**What needs to be done:** Lay out the material below as a two-column CSV with the headers text and answer. Cover only the lines starting with the line with "Does the image contain any electrical outlet?" and going on through the line with "[177,22,243,59]": give one row per entry, put each field in double quotes, and turn line breaks within a field into spaces.

==== Supplied information

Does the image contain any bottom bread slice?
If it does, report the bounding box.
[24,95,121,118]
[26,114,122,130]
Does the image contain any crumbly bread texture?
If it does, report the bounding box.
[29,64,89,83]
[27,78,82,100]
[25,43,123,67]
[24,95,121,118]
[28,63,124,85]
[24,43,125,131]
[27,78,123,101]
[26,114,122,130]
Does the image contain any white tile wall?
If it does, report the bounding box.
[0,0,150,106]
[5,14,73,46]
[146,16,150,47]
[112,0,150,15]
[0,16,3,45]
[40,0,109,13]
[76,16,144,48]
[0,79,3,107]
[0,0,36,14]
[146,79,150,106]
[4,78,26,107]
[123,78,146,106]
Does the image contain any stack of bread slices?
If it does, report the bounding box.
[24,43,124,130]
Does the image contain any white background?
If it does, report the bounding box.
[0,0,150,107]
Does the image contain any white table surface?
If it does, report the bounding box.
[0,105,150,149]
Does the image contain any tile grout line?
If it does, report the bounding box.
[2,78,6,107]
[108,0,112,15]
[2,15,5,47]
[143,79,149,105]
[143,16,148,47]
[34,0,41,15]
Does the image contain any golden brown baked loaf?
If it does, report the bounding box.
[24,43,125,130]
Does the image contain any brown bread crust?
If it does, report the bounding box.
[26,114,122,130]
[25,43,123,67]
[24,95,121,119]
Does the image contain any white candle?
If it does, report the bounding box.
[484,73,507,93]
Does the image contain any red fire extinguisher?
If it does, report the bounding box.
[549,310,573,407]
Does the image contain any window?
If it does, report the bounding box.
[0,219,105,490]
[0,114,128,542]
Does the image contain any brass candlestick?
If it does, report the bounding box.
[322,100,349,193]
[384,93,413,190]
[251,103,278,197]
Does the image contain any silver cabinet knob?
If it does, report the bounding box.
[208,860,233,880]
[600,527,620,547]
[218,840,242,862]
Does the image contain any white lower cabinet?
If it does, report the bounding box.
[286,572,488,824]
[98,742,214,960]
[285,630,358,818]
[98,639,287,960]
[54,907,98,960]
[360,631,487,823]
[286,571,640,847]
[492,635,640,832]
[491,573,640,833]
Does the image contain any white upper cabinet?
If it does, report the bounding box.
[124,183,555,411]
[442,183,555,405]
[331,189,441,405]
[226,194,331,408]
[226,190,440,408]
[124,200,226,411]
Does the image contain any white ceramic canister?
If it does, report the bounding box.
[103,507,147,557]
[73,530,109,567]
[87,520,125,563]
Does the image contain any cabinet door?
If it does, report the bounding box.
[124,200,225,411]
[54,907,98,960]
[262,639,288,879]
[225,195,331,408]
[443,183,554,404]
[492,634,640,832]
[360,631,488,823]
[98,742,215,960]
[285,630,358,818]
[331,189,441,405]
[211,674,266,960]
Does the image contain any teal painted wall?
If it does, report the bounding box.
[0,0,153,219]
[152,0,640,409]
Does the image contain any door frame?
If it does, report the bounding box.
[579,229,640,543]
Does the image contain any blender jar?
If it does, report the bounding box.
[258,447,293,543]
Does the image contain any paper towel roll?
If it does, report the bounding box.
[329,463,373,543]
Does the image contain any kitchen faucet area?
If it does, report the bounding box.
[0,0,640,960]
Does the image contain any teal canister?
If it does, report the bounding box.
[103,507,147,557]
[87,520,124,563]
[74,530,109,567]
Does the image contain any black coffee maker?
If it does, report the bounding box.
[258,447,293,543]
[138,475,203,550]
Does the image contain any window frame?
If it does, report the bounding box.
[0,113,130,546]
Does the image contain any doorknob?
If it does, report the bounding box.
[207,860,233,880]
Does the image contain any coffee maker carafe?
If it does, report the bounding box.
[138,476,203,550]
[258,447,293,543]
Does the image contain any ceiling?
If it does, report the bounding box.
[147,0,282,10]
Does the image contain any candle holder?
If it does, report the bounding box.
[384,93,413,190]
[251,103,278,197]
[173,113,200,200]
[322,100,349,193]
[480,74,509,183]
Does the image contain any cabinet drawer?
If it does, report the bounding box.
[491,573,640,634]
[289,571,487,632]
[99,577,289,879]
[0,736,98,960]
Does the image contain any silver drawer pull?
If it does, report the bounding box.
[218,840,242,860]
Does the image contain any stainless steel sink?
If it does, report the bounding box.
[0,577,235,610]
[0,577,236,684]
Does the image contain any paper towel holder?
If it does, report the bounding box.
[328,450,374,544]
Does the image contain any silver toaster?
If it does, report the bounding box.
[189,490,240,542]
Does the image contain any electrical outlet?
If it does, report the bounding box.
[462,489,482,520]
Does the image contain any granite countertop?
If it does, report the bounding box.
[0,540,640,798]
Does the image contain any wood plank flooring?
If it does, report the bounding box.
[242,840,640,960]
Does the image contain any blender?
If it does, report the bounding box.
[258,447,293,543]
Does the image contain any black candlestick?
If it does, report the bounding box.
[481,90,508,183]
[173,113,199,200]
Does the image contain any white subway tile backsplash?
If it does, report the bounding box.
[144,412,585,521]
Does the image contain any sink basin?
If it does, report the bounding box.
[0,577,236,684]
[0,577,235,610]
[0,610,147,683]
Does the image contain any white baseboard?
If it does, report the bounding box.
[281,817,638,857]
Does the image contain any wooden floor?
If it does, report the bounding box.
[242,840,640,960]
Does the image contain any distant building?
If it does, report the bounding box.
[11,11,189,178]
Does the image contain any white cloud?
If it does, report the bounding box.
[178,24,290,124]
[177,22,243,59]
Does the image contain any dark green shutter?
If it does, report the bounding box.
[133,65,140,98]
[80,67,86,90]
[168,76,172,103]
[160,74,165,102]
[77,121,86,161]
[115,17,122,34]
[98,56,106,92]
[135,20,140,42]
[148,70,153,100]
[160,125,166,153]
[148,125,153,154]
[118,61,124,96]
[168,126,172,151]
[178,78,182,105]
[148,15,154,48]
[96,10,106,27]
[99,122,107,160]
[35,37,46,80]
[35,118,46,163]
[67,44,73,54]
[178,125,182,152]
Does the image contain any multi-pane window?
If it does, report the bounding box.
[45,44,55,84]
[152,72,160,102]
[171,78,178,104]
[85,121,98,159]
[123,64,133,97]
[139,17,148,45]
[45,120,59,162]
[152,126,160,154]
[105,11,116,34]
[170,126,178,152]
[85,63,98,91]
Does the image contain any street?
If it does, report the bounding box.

========

**Finished answer:**
text,answer
"Does the image contain any electrical outlet? If it does, report the bounding box.","[462,489,482,520]"
"Does the image contain any granite countertop? If it does, report the bounding box.","[0,540,640,798]"
"Does the image contain any wood plank flooring? If it does, report the bounding box.","[242,840,640,960]"
"Does the image contain any blender? If it does, report the bounding box.","[258,447,293,543]"
"Does the image contain any black candlestick? If it does, report the bounding box.","[481,90,508,183] [173,113,199,200]"
"Does the image contain any white subway tile backsplash? If it does, report the bounding box.","[144,412,585,521]"
"Does the image contain any sink basin? If it does, report the bounding box.","[0,577,236,684] [0,577,235,610] [0,610,147,683]"
"Does the image contain any white baseboard? If it does, report the bounding box.","[281,817,638,857]"
"Does the image contain any wooden floor? If it does, report the bounding box.","[242,840,640,960]"
"Does the image contain any distant building? If it does, report the bounding box.","[11,11,189,178]"
"Does the image contain any white cloud? If it does, report the bounding box.","[178,24,290,124] [177,22,243,59]"